| Selected passage |
The reservoir in the Atrush field consists of fractured carbonates, which require production data for an optimized development plan. As such it was decided to develop the asset under a phased approach whereby information is collected during the first phase of development. This will aid in determining the best approach to the development of the remaining volume of discovered resources (contingent resources). As some of the parameters of development are not clear yet, these contingent resources have been classified as “development unclarified”. A larger development could have been implemented from early on, but without the proper assessment of production performance and narrowing of the uncertainty, the results would not have been optimized. As such it is our view that there is a high likelihood of future development phases proceeding to development and commercialization. Given the nature of the reservoir (containing both types of oil in developed reservoirs) the same chance of development has been applied.

| Collected data |
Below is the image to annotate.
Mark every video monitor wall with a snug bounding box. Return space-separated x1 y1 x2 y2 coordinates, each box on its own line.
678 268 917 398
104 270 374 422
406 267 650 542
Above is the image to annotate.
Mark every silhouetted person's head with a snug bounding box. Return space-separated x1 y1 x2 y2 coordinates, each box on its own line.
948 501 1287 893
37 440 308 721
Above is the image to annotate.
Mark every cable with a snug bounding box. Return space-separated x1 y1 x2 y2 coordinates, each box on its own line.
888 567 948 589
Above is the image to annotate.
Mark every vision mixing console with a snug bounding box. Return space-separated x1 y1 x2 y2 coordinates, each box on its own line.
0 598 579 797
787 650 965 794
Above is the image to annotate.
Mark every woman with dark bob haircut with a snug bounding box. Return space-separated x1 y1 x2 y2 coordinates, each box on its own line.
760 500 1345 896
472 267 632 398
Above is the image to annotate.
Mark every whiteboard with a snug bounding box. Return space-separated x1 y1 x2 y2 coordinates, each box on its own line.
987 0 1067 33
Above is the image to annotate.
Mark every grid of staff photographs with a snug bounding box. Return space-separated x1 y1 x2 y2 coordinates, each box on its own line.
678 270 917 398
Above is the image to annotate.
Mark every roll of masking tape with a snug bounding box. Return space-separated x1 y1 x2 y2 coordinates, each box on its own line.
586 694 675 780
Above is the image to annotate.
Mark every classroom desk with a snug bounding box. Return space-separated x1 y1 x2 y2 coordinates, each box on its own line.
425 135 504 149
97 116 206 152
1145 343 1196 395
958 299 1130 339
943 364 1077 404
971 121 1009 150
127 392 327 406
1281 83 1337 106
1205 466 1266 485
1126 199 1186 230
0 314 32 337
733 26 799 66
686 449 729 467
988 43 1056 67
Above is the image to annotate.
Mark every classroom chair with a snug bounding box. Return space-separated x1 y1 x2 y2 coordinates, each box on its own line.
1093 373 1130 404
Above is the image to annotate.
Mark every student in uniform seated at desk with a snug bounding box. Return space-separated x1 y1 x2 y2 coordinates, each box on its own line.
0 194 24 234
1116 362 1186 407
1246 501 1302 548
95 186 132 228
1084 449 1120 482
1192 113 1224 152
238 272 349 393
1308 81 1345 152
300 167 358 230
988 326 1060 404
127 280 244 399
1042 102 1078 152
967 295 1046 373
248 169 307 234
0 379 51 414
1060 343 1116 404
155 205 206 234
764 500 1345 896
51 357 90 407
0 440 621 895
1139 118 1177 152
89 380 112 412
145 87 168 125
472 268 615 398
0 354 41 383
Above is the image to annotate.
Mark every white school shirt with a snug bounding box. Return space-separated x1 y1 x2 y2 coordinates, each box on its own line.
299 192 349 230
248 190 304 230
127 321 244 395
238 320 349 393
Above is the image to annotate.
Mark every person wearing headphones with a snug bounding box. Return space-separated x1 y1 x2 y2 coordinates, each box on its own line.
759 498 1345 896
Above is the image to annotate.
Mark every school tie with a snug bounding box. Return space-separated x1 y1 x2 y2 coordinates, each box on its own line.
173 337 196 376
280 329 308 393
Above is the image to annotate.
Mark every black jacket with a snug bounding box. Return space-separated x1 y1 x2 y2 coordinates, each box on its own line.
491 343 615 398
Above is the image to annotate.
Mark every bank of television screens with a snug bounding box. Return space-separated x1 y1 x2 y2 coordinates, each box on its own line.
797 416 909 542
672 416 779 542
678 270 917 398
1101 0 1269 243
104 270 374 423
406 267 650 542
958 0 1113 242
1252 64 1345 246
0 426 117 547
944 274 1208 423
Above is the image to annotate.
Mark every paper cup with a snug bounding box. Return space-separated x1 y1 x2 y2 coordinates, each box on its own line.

| Task list |
a - According to the passage on the Atrush field, what does the reservoir consist of?
b - Summarize the passage on the Atrush field in two sentences.

| Answers for each item |
a - Fractured carbonates.

b - Because the Atrush field reservoir consists of fractured carbonates that require production data, the asset is being developed in phases, with information from the first phase guiding development of the remaining contingent resources, which are classified as "development unclarified." The view is that future development phases are highly likely to proceed to development and commercialization, and the same chance of development has been applied given the nature of the reservoir.